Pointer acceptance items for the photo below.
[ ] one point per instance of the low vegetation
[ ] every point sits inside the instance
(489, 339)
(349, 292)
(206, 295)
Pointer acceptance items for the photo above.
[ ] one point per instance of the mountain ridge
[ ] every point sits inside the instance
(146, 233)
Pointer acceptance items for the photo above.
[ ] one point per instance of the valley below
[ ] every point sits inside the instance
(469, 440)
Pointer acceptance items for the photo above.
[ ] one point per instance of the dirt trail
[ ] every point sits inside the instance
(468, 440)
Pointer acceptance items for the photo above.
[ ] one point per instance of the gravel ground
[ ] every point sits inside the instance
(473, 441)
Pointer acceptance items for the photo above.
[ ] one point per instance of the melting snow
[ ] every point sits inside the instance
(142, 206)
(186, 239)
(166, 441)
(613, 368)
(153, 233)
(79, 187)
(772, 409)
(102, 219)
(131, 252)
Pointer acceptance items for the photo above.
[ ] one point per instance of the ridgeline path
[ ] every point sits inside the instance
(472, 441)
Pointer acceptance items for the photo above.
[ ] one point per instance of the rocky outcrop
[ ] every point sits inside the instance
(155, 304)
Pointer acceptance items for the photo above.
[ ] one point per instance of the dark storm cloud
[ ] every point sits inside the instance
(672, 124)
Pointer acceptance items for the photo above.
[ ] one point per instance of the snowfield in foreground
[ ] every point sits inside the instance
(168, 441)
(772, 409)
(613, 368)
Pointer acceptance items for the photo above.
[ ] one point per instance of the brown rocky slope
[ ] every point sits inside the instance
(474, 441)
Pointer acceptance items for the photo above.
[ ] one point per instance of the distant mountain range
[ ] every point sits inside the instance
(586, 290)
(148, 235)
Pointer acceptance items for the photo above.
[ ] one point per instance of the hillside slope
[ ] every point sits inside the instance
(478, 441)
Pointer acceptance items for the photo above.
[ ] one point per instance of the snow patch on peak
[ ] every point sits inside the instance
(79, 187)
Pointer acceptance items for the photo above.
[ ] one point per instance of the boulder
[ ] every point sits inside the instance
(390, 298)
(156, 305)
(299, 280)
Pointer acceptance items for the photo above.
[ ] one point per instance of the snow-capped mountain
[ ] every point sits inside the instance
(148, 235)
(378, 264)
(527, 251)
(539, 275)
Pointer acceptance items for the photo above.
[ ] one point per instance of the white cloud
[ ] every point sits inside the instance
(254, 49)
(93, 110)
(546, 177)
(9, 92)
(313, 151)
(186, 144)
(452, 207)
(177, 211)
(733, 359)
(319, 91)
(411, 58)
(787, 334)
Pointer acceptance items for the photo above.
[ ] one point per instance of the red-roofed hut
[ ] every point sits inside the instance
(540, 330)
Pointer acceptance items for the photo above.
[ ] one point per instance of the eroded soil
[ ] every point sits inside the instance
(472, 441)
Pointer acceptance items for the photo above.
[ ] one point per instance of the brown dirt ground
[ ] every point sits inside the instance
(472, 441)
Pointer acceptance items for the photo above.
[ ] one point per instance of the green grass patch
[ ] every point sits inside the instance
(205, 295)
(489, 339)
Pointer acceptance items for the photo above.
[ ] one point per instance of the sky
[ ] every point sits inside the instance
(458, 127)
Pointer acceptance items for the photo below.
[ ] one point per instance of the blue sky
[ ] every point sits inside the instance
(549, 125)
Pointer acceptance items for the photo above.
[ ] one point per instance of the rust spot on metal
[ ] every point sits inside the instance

-------

- _Exercise goal_
Quote each line above in full, word for word.

- _Solution for this exercise_
Pointer acceptance items for the photo below.
[ ] one point per instance of the low vegetation
[ ] every point sits inside the instance
(489, 339)
(349, 292)
(206, 295)
Pointer acceptance items for the photo above.
[ ] one point per instance of the mountain ridge
[ ] every point sits inside the instance
(146, 233)
Pointer acceptance items for the photo above.
[ ] one point per instance of the valley below
[ ] every point sits inside the instance
(469, 440)
Pointer acceptance items for the photo above.
[ ] one point per instance of the dirt trail
[ ] every point sits inside the instance
(468, 440)
Pointer acceptance items for the photo above.
[ ] one point per instance of the gravel ground
[ ] every point sits inside the instance
(473, 441)
Pointer acceptance items for the photo above.
[ ] one point per instance of the melting snow
[ ] every point sits inside the instance
(142, 206)
(186, 239)
(166, 441)
(613, 368)
(153, 233)
(79, 187)
(772, 409)
(102, 219)
(131, 252)
Pointer acceptance items for the photo above.
[ ] one point per instance of the ridgeline path
[ ] every point sits inside the instance
(472, 441)
Pointer acceptance items for the photo above.
[ ] one point per instance of the rocky outcrop
[ ] every point sits inside the instance
(155, 304)
Pointer acceptance items for the photo above.
[ ] one point per instance of the dark storm cloud
[ ] every point sits inside the instance
(672, 124)
Pointer acceptance items for the photo above.
[ ] one point per instance of the snowfield in foreground
[ ] every point sits inside the instance
(168, 441)
(772, 409)
(613, 368)
Pointer acceptance items for the photo above.
[ ] one point per instance of the brown rocky slope
[ ] every point sits inside the instance
(474, 441)
Pointer acceptance items for the photo above.
[ ] one point per instance of the distant mountain range
[ ] every point sits inside the instance
(586, 290)
(148, 235)
Pointer acceptance items for the photo above.
[ ] one point per instance of the hillside slope
[ ] every point sits inside the instance
(478, 441)
Pointer acceptance items for the photo above.
[ ] one point per instance of the snow patch on peak
[ ] every point sits inside the instance
(79, 187)
Pointer acceptance items for the photo above.
[ ] one point per instance of the boulder
[ ] every point sits inside the instance
(390, 298)
(156, 305)
(299, 280)
Pointer acceptance items for the photo above.
[ ] one point per instance of the snow-capped mountain
[ ] every point sits inside the instance
(148, 235)
(378, 264)
(527, 251)
(539, 275)
Pointer acceptance items for the photo above.
[ ] one point per instance of the white cloud
[ ] every point sits inside the instance
(254, 49)
(93, 110)
(546, 177)
(9, 92)
(313, 151)
(186, 144)
(452, 207)
(177, 211)
(733, 359)
(319, 91)
(411, 58)
(787, 334)
Pointer acceptance items for the photo above.
[ ] one point per instance of the red-roofed hut
[ ] every point sits inside the instance
(540, 330)
Pointer acceptance items for the photo above.
[ ] one point per instance of the eroded soil
[ ] every point sits inside the instance
(472, 441)
Pointer acceptance items for the photo above.
[ ] one point per instance of the brown dirt ground
[ ] every point sits inside the instance
(472, 441)
Pointer acceptance items for the photo above.
[ ] one point per instance of the green grass patch
[ ] every point sits inside the instance
(205, 295)
(489, 339)
Pointer acceptance items for the photo above.
[ ] one point per instance of the sky
[ ] every point sits inside the instance
(458, 127)
Pointer acceptance items for the photo below.
[ ] one point per instance of the blue sky
[ ] every point sits inside the instance
(549, 125)
Pointer acceptance items for the photo above.
[ ] one point per instance of the rust spot on metal
[ ] every point sits inside the instance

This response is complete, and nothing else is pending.